▶ [EXERCISE TASKS]
1) In the account of Syracuse wrestling, who told the wrestling team in January 1997 that its days were numbered?
2) Quote word for word the part of the account of Syracuse wrestling starting with "Then they’d watch." and going on through "take their program.".
3) Continue the account of Syracuse wrestling's final years from the point at which it stops.

Truth is, it’s a bit easier now. For three years, the hundreds of people who’d fallen in love with Syracuse wrestling and its 79-year history lived with their stomachs churning. They’d crunch numbers and then hope. Crunch numbers and then worry.

Then they’d watch. Not because they wanted to, but because they had to. You don’t turn your back on what you’ve loved so long just because it’s hard to look. So they watched the kids in the Syracuse singlets lose and watched the coach cry and the administration do nothing. They watched Title IX take their program.

The worst months were those that followed January 1997, when Director of Athletics Jake Crouthamel informed the wrestling team that its days were numbered.



As the months crawled along, the pain dulled. The anger did too. But the memories still haunt those closest to the program. With no team to watch this year and no singlets to follow, memories of good times and bad fill the void.

***

Great programs should go out with parades and celebration. Syracuse wrestling went with a whisper. That’s what made it all so unbearable for Mills, an assistant for 16 years in the 1980s and 90s. He knew Syracuse as a perennial top-15 program, one with an All-State-caliber wrestler at each weight class.

Even in January of 1997, Mills had one of those teams. He coached more than 25 wrestlers, many of whom had helped Syracuse place fourth of 16 teams in the EIWAs the previous year.

▶ [RECORDED INFORMATION]
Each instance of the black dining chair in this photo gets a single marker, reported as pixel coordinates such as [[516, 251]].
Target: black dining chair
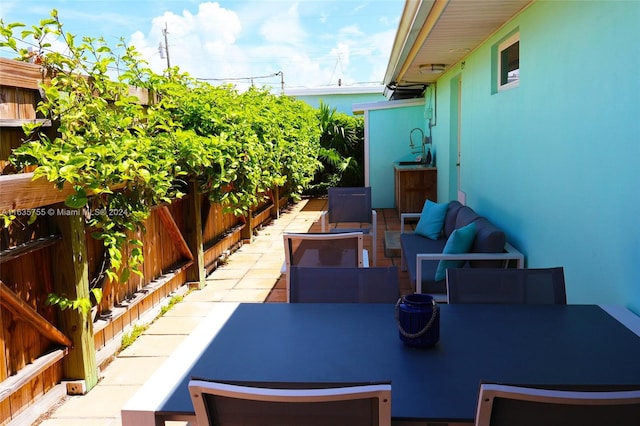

▶ [TASK RESULTS]
1) Director of Athletics Jake Crouthamel

2)
Then they’d watch. Not because they wanted to, but because they had to. You don’t turn your back on what you’ve loved so long just because it’s hard to look. So they watched the kids in the Syracuse singlets lose and watched the coach cry and the administration do nothing. They watched Title IX take their program.

3)
But that afternoon, just after Christmas break, no Syracuse wrestler showed very much toughness. Fresh off a meeting with Crouthamel, Mills and 30-year head coach Ed Carlin walked into the wrestling room with tears in their eyes. The two coaches, rough and hardened wrestling guys, told their team that Syracuse wrestling would cease to exist shortly down the road.

“That was one of the hardest things I’ve ever had to do in my life,” Mills says. “When you have 25 or 30 college guys that are looked up to as studs, then they are dropped to their knees crying. Oh my God, it was devastating. Nobody could believe it.”

***

Mills doesn’t blame Title IX for his loss. Sure, Syracuse cut its men’s wrestling and gymnastics teams and added women’s soccer, lacrosse and softball to meet Title IX regulations. But Mills argues that the spirit of Title IX — a 1972 federal legislation mandating athletic funding for men’s and women’s sports reflect the gender ratio of the school’s student body — wasn’t intended to cut men’s Olympic sports.

Mills thought he’d been screwed. He thought hundreds of SU wrestling alumni had been too. Most of all, he thought Syracuse had pulled a fast one on his 14-year-old nephew — the one that cherished his Syracuse wrestling shirt — and all the other kids who dreamed of wrestling for Syracuse.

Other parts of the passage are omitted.